> [Extract]:
CFS, the reason I asked about the tail tucked, and the pupils is because in my experience, this is a sure sign that the dog is very uncomfortable, and could be pushed past her limits any second. Your husband grabbing her and forcing to do something, or your forcing her out of bed by hand is probably a bad idea in these moments.


----------



## riley455 (Aug 27, 2011)

CSF said:


> I have posted before and have always gotten good advice- so here it goes again!
> 
> Piper is now almost 10 months old and I think she is way to bitey and nippy with us still-
> She seems to be and has always been a little independently minded- she listens for treats and also when asked to sit for pets- waits at the door to be let out and also for food- she has to stay on her place until she is released. The last month- she also has to wait at her place while we eat dinner and is rewarded for her good behavior with her meal. I take care of 90 percent of her exercise needs- plus mental/training activities. I feel like I am her pack leader- but maybe she doesn't see it that way
> ...


Hello CSF,

Very difficult without seeing first hand Piper’s behavior in those situations you described. So please take great precautions with the following:

Practice and reinforce the OFF command. Start in locations other than your bedroom. You can move and practice in the bedroom after Piper exhibits good and consistent respect of such command. You may have to do these repetitions with leash if she’s not following your command, so a quick tug and correction can be done. Lots of praise and treats with each good behavior.

With regards to being snappy and bitey, does she growl and shows full on teeth? Has she exhibited this behavior from puppyhood? Has she bitten hard (broken skin, not broken skin)? You don’t have to answer these questions in the forum but be honest to yourself.

Unwanted behavior (including snapping and bitey but not mouthing) should have been addressed early on. Have you reached out to your breeder? Your breeder may have dealt with this type of behavior in the past.

What I’ve seen other folks do in this situation (mostly puppies under 4 months) is hold the puppy’s muzzle and look into the eyes and with a firm voice “NO”. Others would give a harder correction (tug on the leash) and again firm voice “NO”. Also constant exposure to people, other dogs, and sights and noise.

I’m not advising you to try the above on Piper (grab muzzle). 

You may have to consult a behaviorist especially if Piper has bitten anyone. And at 10 months she has pretty much ingrained in her this unwanted behavior. I’m not an expert in canine behavior and what I do and apply to my situation I have learned from friends, breeders/exhibitors, mentors, handlers (both show and field), obedience classes and various reading materials.


----------



## CSF (May 19, 2017)

Thought I would give an update to this thread. With the help of TexasRed- (thank you!) we were able to get in contact with someone who works with and owns Vizslas. Piper went away to a in home board and train for 2 weeks. The trainer was able to see all of her behaviors! She told us that most of our problem- might be because Piper is super smart and will try to do things her way. 

Piper is wearing a training collar (kind of like a prong collar) for now and has had her leash attached pretty much all day long. She is barking at us way way way less and the biting is getting better. 
Piper does try to go our beds- but she has been getting off with no issues, just with the command. I do think that was a fun biting game to her. 
I tried everything before bringing her to be boarded and trained- time outs- long down stays- ignoring her and nothing got through to her before the actual correction with the collar and leash. 

The getting off her bed at night hasn't changed- I just attach her leash to her collar and issue the command and gently pull her off bed. She doesn't mind me hooking up her leash- sometimes she even gets off on her own and then she is praised and usually given a treat.

> [Requirements]:
1. In the thread about Piper's behavior, how long did Piper spend at the in-home board and train?
2. Pick up the thread about Piper's behavior after its final sentence and keep writing it.

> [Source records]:
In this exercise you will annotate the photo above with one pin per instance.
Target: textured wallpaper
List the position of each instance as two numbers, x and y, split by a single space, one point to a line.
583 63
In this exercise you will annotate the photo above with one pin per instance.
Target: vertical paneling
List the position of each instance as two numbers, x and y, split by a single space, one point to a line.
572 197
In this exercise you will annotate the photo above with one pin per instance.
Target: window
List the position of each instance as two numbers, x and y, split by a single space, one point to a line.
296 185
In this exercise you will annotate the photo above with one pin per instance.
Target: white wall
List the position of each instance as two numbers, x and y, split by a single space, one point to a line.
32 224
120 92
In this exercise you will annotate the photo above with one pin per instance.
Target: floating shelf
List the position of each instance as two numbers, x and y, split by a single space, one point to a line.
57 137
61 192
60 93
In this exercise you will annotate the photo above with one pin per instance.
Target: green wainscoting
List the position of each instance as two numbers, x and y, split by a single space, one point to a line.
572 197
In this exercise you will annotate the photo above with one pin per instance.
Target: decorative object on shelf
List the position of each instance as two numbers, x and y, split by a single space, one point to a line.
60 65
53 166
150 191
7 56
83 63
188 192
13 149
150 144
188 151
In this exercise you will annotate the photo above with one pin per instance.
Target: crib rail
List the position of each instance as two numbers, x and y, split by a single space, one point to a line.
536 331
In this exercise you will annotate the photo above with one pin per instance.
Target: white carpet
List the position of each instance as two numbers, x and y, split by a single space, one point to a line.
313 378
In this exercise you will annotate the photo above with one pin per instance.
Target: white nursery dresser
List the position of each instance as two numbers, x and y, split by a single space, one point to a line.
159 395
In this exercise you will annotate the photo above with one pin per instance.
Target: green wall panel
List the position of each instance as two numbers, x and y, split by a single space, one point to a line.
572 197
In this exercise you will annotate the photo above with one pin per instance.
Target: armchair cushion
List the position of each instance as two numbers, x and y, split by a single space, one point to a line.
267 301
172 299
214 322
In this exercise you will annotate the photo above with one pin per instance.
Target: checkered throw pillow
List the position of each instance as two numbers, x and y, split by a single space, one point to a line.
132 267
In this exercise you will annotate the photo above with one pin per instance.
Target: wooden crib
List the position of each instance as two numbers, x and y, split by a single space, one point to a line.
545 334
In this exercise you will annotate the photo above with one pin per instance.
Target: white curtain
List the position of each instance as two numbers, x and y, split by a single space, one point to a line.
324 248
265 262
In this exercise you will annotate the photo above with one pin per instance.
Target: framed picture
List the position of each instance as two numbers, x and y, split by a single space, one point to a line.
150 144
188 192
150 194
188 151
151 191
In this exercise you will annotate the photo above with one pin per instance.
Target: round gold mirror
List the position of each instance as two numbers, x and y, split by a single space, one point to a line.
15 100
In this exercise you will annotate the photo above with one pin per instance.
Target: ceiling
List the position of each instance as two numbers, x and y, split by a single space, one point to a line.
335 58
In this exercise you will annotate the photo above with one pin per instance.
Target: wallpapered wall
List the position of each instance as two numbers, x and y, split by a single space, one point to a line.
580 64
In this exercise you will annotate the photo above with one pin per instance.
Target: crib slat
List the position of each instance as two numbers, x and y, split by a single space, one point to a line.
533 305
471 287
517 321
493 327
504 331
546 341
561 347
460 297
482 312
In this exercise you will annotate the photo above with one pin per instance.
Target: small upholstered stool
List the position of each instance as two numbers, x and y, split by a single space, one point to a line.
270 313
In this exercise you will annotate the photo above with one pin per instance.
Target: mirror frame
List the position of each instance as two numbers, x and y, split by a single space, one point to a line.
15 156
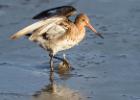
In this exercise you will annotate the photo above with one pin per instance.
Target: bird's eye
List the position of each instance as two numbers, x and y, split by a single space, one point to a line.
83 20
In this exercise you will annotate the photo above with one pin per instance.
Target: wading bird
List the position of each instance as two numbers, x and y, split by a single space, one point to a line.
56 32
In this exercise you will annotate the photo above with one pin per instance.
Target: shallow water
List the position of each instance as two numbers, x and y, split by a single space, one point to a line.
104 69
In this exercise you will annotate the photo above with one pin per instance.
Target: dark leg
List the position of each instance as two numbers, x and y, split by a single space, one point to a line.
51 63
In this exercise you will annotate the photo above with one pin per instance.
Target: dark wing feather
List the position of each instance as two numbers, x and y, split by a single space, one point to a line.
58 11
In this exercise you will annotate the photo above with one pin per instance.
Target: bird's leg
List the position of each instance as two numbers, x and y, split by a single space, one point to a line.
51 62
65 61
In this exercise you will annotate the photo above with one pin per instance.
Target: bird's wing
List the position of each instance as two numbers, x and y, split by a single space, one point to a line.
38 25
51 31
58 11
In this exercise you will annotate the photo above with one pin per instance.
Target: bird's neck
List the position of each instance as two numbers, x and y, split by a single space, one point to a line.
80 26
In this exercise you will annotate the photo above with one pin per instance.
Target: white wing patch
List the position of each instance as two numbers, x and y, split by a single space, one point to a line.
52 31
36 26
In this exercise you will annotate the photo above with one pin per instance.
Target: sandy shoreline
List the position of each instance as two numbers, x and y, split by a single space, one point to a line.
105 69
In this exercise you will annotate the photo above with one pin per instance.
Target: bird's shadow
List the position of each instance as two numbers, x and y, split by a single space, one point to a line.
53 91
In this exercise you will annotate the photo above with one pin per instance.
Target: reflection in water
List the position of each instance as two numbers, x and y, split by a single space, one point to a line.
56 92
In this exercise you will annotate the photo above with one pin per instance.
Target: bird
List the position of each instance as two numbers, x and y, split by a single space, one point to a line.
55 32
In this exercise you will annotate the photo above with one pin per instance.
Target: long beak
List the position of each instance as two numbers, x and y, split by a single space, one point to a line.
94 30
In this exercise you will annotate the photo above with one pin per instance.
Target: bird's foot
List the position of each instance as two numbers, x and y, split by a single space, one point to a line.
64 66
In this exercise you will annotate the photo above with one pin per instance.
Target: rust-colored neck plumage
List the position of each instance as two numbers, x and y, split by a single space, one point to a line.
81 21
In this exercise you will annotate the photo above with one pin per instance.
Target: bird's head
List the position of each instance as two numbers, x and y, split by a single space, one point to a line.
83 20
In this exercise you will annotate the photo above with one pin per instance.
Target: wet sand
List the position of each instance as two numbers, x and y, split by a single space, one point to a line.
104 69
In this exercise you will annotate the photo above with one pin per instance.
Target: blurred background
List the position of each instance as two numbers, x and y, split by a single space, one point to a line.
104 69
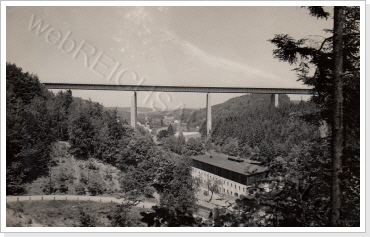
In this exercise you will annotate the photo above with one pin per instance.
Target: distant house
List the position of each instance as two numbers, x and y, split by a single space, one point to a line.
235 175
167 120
--
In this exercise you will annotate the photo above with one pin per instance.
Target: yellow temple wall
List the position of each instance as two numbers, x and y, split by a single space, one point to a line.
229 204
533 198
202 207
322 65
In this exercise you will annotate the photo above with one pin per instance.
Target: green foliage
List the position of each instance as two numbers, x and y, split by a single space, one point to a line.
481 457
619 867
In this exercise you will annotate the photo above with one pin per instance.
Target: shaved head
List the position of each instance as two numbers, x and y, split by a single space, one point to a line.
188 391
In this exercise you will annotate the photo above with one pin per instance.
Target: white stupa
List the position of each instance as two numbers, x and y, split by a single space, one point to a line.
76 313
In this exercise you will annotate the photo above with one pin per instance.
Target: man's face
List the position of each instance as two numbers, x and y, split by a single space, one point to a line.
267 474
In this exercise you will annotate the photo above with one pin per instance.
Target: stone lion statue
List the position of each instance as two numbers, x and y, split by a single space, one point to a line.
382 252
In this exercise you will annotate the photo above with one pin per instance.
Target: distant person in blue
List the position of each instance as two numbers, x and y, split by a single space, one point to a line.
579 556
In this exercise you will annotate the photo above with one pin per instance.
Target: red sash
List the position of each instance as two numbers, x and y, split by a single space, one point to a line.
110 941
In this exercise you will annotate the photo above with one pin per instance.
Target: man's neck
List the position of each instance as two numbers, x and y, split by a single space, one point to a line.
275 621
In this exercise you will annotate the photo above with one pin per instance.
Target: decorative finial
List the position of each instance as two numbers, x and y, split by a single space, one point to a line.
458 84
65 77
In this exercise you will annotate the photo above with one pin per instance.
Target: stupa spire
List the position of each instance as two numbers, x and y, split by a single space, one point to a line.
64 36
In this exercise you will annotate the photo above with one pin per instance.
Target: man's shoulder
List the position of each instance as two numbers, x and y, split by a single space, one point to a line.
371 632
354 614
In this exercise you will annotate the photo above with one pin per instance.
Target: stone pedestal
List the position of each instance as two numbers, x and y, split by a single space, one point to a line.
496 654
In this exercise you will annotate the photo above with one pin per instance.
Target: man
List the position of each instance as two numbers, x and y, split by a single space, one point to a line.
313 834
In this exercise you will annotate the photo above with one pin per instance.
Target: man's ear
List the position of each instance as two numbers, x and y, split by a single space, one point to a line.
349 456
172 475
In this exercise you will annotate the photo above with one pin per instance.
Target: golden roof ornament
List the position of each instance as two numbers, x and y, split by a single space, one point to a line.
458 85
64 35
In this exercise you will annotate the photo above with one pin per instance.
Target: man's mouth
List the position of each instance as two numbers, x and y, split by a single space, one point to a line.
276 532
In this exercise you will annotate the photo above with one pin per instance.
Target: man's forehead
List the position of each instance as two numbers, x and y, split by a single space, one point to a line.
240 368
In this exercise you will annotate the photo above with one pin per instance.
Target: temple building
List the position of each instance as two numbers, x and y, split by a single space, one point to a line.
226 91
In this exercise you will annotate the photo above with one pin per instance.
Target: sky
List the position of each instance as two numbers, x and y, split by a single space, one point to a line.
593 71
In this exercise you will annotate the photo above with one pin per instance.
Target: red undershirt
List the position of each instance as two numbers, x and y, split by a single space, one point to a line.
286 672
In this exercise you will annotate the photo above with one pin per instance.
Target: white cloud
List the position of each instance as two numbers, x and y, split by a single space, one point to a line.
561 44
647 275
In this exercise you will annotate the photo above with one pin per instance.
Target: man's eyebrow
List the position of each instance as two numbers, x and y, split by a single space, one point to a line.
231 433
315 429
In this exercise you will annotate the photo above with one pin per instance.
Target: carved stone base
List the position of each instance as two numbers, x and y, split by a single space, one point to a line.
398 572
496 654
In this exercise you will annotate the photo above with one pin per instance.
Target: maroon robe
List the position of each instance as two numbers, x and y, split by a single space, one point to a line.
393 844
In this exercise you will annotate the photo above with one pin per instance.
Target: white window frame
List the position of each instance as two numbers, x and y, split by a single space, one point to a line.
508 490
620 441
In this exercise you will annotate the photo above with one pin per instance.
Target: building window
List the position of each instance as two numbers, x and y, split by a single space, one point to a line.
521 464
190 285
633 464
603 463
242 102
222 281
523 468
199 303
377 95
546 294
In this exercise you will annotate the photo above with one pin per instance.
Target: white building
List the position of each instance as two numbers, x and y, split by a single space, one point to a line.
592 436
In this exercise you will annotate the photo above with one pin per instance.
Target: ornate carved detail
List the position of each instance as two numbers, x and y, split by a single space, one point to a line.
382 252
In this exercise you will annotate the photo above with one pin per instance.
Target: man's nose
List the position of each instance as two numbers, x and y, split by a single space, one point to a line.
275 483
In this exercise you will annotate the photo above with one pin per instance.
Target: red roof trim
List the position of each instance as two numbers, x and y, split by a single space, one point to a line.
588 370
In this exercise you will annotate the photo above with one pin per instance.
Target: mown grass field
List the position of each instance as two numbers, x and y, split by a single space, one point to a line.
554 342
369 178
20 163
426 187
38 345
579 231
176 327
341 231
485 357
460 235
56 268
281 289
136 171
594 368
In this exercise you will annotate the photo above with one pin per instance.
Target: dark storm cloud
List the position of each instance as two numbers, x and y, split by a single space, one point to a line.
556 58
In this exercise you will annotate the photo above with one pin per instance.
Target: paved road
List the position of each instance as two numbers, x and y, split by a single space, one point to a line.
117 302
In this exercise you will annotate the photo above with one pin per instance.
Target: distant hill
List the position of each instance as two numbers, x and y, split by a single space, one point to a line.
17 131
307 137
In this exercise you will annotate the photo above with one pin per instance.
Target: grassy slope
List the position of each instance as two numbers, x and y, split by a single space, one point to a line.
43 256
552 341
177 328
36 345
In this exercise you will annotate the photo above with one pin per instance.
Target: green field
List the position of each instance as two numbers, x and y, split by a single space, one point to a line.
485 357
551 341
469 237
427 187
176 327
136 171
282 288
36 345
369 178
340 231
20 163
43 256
==
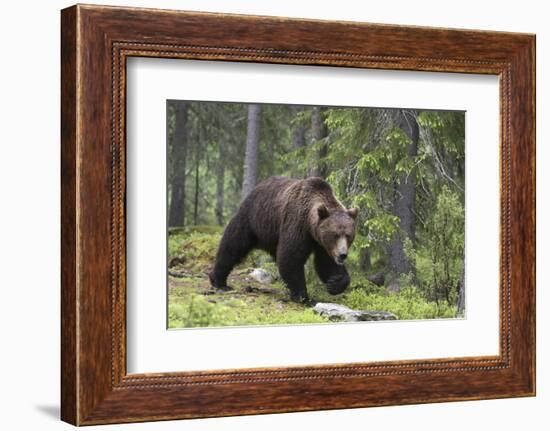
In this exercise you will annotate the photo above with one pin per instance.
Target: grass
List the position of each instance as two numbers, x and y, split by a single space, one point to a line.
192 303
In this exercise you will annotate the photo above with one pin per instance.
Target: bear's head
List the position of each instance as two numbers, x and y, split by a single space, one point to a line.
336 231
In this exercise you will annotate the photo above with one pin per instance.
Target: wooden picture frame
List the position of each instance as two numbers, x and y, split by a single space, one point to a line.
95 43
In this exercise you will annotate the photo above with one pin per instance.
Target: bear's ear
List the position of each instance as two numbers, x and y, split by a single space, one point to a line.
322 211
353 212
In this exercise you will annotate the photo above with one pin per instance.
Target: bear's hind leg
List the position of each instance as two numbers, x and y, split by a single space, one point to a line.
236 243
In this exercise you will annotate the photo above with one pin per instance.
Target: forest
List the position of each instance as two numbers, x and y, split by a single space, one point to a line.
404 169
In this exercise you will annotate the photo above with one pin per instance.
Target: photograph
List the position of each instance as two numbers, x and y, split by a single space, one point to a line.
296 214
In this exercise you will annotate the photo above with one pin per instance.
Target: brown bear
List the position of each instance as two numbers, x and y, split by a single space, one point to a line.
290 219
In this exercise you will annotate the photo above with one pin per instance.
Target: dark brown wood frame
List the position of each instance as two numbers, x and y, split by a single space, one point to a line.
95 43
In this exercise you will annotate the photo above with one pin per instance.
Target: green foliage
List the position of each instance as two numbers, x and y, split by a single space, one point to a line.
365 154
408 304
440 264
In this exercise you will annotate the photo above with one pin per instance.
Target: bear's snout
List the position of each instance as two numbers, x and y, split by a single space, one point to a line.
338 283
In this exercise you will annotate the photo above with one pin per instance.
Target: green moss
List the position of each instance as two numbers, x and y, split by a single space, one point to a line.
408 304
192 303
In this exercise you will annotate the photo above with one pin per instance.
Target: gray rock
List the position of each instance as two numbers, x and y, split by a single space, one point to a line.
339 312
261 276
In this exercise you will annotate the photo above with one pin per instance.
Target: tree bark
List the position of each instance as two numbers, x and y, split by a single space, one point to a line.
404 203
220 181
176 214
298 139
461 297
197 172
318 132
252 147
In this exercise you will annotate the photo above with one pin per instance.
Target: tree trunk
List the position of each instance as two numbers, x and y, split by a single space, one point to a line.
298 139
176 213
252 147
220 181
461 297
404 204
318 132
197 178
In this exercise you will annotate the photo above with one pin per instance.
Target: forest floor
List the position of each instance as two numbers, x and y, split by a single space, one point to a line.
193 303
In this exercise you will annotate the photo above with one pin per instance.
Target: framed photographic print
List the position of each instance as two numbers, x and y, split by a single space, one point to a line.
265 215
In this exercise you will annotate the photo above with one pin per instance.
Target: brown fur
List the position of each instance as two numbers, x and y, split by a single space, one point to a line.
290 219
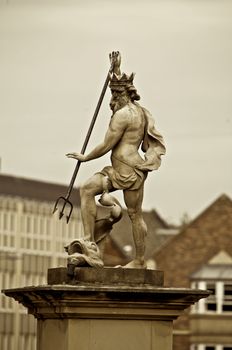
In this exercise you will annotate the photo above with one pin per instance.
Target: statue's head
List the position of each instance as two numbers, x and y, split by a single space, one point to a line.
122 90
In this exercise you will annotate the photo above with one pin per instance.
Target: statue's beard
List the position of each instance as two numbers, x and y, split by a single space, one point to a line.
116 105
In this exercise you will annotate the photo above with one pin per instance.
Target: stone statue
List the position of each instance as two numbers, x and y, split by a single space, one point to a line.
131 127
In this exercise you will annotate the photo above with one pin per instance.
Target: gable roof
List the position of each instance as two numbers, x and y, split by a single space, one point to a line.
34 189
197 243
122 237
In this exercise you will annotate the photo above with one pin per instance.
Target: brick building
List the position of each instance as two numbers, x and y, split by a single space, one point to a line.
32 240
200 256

> [Outputs in order]:
1. Two weeks.

2.
Piper really is the hardest and sweetest dog all at the same time! She will be 1 year old in a few weeks and this has been such a hard year. I hope things do get somewhat easier. 

I don't know if anyone else out there has a Vizsla that has had issues with overstimulation and over-arousal and just general impulse control. Piper seems to have a time limit to her good behavior and then will lose it. 
We do play lots of impulse control games and she had the patience tonight to wait for her toy while I was sewing it up again 

I can usually have her off leash at a dog park or on a trail for about 1 hour before she gets the zoomies and will start barking and might nip at me if I try to go get her. I am really hope the leash and collar corrections and using the word no- will help change that behavior as well. Right now- I am kind of monitoring her time and leashing up and leaving the park or trail before her expiration time. 

Does anyone else out their have an issue with their dog getting too wild when they have access to all of their toys? I have to be the toy monitor as well or she gets to wild and that turns into being wild with us. The toys are usually all put away and come out one or two at a time and put away after about 30 minutes. 

I hope we will be able to help Piper be able to extend her time being calmer off leash- does that just come with age?? 

The trainer is coming over to our house in a couple of weeks to help continue to teach me what I need to work on and how to be a better leader for Piper.


----------



## riley455 (Aug 27, 2011)

CSF said:


> Thought I would give an update to this thread. With the help of TexasRed- (thank you!) we were able to get in contact with someone who works with and owns Vizslas. Piper went away to a in home board and train for 2 weeks. The trainer was able to see all of her behaviors! She told us that most of our problem- might be because Piper is super smart and will try to do things her way.
> 
> Piper is wearing a training collar (kind of like a prong collar) for now and has had her leash attached pretty much all day long. She is barking at us way way way less and the biting is getting better.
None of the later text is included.